> Work instruction
Word for word, reproduce all of the entries shown below.

======== Given information ========

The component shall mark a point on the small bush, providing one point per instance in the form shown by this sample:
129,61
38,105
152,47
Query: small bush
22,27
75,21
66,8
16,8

========

> Task output
The component shall mark a point on the small bush, providing one point per instance in the form shown by this sample:
129,61
38,105
152,47
Query: small bush
22,27
75,21
66,8
16,8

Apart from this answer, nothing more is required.